EXERCISE OBJECTIVE: Output every entry below exactly, without its pictures.

Top of DATA RECORDS

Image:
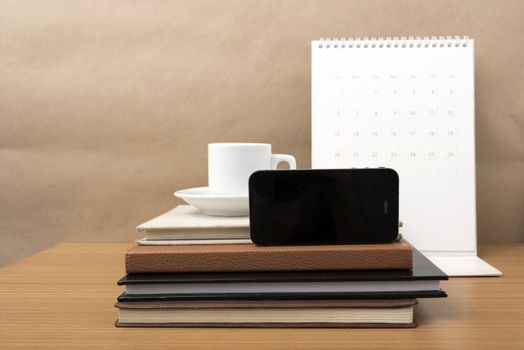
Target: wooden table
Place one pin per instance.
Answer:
(63, 298)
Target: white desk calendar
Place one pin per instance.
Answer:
(407, 104)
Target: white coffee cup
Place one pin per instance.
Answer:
(231, 164)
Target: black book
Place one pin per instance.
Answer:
(423, 281)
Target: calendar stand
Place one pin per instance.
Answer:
(407, 104)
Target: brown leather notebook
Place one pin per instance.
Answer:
(249, 257)
(268, 313)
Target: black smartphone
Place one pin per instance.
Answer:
(324, 206)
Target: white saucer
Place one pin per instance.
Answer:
(216, 204)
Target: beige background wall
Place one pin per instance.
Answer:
(106, 107)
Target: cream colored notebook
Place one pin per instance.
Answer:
(188, 223)
(145, 241)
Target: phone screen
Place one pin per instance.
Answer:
(332, 206)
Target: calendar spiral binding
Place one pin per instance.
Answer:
(395, 42)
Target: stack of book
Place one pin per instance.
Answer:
(193, 270)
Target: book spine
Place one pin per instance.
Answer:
(238, 261)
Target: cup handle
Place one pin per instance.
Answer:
(277, 158)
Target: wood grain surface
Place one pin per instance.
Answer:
(63, 298)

Bottom of DATA RECORDS

SOLUTION:
Image:
Target: wooden table
Place one pin per instance.
Answer:
(63, 298)
Target: white desk calendar
Place one pin per instance.
Answer:
(407, 104)
Target: white coffee cup
Place one pin per instance.
Answer:
(231, 164)
Target: black book
Place one pin per instance.
Answer:
(423, 281)
Target: calendar stand
Place one pin per instance.
Answer:
(407, 104)
Target: brown leather notebook
Place one pin per instance.
Answer:
(249, 257)
(268, 313)
Target: black smartphone
Place one pin per instance.
Answer:
(324, 206)
Target: white saucer
Place one pin per instance.
Answer:
(216, 204)
Target: beige background wall
Place one pin per instance.
Answer:
(106, 107)
Target: cream colored notebook
Place one pin per instance.
Answer:
(188, 223)
(145, 241)
Target: phone screen
Place one pin per instance.
Answer:
(332, 206)
Target: calendar spiral binding
Place one pin per instance.
Answer:
(395, 42)
Target: stack of book
Place one pin per instance.
Answer:
(193, 270)
Target: book spine
Place one pin per instance.
Answer:
(238, 261)
Target: cup handle
Place one pin per instance.
Answer:
(277, 158)
Target: wood grain surface
Place one pin per instance.
Answer:
(63, 298)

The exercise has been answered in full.